** Page text **
☆ ☆ ☆ ☆
What Ever Happened to Senate Bill 204?

In 2001, the issue of when is a stream not a stream in Kansas came to the fore as a result of the state’s obligation to provide the Environmental Protection Agency (EPA) with a list of designated uses for its streams.  Once a stream is classified as a stream, its uses can be designated. After the uses for a stream are designated, then it can be determined whether the stream meets those uses.

The Kansas Department of Health and Environment (KDHE), charged with carrying out provisions of the Clean Water Act, initially worked from a topographical map to identify streams and assign uses. The kicker is that once a use is designated with or without on-the-ground verification, it can’t be removed without a formal Use Attainability Analysis (UAA).

When landowners learned that the intermittent draw that crossed their land had been designated for recreational use (suitable for fishing and swimming), they rallied to push legislation that would define a stream. It made no sense to them that the swales and gullies in and along their fields or rangeland that they’d farmed or grazed for years would be considered a stream.
☆ ☆ ☆ ☆
[Stored dataset items]
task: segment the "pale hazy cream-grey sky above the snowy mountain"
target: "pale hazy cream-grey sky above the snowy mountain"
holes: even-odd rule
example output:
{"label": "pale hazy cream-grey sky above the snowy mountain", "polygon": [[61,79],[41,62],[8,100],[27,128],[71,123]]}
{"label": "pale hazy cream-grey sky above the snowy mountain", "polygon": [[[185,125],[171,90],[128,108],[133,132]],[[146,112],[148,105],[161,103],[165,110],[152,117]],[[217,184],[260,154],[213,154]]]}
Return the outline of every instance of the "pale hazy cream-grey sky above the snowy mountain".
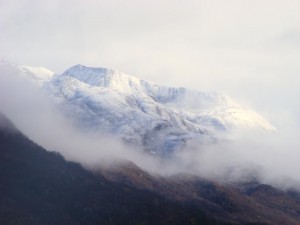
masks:
{"label": "pale hazy cream-grey sky above the snowy mountain", "polygon": [[0,57],[215,89],[300,125],[300,0],[0,0]]}

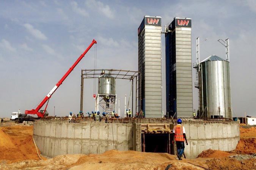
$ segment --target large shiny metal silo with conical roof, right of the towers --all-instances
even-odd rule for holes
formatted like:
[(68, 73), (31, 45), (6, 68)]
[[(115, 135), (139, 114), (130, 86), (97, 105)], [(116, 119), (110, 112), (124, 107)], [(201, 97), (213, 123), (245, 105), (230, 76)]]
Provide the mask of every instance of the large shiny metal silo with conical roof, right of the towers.
[(212, 55), (200, 62), (200, 113), (232, 119), (229, 62)]

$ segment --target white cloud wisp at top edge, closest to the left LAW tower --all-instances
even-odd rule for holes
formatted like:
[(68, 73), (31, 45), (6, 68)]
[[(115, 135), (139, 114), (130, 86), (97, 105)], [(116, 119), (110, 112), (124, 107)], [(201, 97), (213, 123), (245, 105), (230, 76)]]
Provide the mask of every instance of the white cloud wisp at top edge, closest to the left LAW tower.
[(86, 5), (95, 7), (95, 9), (98, 9), (99, 12), (103, 13), (110, 19), (114, 18), (113, 9), (110, 9), (110, 7), (108, 5), (104, 5), (104, 3), (100, 2), (100, 1), (88, 0), (86, 2)]

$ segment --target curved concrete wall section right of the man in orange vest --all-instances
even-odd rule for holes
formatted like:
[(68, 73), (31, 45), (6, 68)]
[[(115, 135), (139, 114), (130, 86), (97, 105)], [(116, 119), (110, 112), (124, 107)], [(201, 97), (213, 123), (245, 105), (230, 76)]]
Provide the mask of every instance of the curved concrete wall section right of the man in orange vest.
[(240, 140), (239, 122), (184, 122), (188, 145), (187, 158), (196, 158), (204, 150), (231, 151)]

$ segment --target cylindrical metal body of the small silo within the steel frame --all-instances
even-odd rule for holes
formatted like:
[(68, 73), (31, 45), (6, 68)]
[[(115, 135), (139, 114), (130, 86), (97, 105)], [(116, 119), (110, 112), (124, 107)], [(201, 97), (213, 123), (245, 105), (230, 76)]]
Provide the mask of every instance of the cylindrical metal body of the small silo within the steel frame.
[(116, 94), (116, 79), (109, 75), (102, 75), (99, 78), (98, 94)]

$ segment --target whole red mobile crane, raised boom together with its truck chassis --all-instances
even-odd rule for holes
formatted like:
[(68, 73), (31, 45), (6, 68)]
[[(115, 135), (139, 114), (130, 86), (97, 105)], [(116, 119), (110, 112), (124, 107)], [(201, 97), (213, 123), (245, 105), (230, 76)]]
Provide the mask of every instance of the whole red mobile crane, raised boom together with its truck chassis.
[[(14, 120), (16, 123), (21, 123), (23, 121), (34, 121), (34, 120), (40, 119), (41, 117), (48, 116), (46, 108), (47, 108), (50, 97), (58, 89), (58, 87), (60, 87), (60, 85), (63, 83), (63, 81), (68, 77), (68, 75), (71, 73), (71, 71), (74, 70), (75, 66), (80, 62), (80, 60), (82, 60), (82, 58), (91, 49), (91, 47), (94, 44), (97, 44), (96, 40), (93, 40), (91, 42), (91, 44), (88, 46), (88, 48), (83, 52), (83, 54), (81, 54), (81, 56), (75, 61), (75, 63), (71, 66), (71, 68), (69, 68), (67, 73), (64, 74), (64, 76), (60, 79), (60, 81), (52, 88), (52, 90), (50, 90), (50, 92), (42, 100), (42, 102), (38, 105), (38, 107), (36, 109), (25, 110), (25, 114), (19, 114), (17, 119), (16, 118), (15, 119), (11, 118), (11, 120)], [(46, 104), (46, 102), (47, 102), (47, 104)], [(44, 104), (46, 104), (45, 109), (40, 110)], [(27, 114), (37, 114), (38, 117), (28, 116)]]

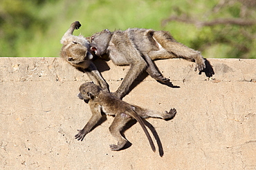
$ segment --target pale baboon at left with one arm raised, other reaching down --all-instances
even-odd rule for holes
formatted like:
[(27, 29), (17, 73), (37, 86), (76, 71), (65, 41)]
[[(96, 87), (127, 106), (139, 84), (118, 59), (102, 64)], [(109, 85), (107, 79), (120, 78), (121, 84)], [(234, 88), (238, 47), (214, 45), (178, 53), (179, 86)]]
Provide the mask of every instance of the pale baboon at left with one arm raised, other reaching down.
[(73, 22), (64, 36), (62, 36), (60, 42), (63, 46), (60, 56), (77, 70), (85, 72), (91, 78), (91, 81), (98, 83), (105, 91), (109, 92), (109, 85), (91, 62), (93, 55), (89, 52), (89, 41), (82, 35), (73, 35), (73, 31), (79, 29), (80, 26), (79, 21)]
☆ ☆ ☆ ☆
** What this exercise asks **
A. In the Kansas streams article, what is required before a designated use can be taken off a stream?
B. Carry on the Kansas streams article from its final sentence.

** Responses to the tasks **
A. A formal Use Attainability Analysis (UAA) is required.

B.
Environmental interests, led by the Kansas Sierra Club, contended that what happens in an upstream drainage affects downstream uses. Even the secretaries of the Kansas Department of Health and Environment and the Kansas Department of Agriculture became embroiled in the issue.

The upshot, passage of Substitute for Senate Bill 204 by the Kansas Legislature defined classified stream segments. It did not address lakes or wetlands. Under the law, KDHE is to review all stream segments listed on the 1999 Kansas Surface Water Register which do not meet the law’s definition of a classified stream segment prior to December 31, 2005.  Classified stream segments under SB204 (K.S.A. 82a-2001 et. seq.) are explained below.

Classified stream segments under KSA 82a-2001 et. seq. must meet one of five requirements to be a classified stream. They are:

  • Stream segments indicated on the Environmental Protection Agency’s Reach File 1 (RF1 promulgated in 1982) and have the most recent 10-year median flow of equal to or in excess of 1 cubic foot per second (cfs). A cubic foot per second equals 450 gallons per minute. The U.S. Geological Survey, under contract with KDHE, completed on Dec. 31, 2002 the study and modeling to determine which streams met the 1 cfs or greater flow threshold.
  • Stream segments not indicated on EPA’s RF1 and have the most recent 10-year median flow of equal to or in excess of 1 cfs.
  • Stream segments actually inhabited by threatened or endangered aquatic species
  • Stream segments at the point of discharge and downstream from such point where the Kansas Department of Health and Environment has issued a National Pollutant Discharge Elimination System (NPDES) permit.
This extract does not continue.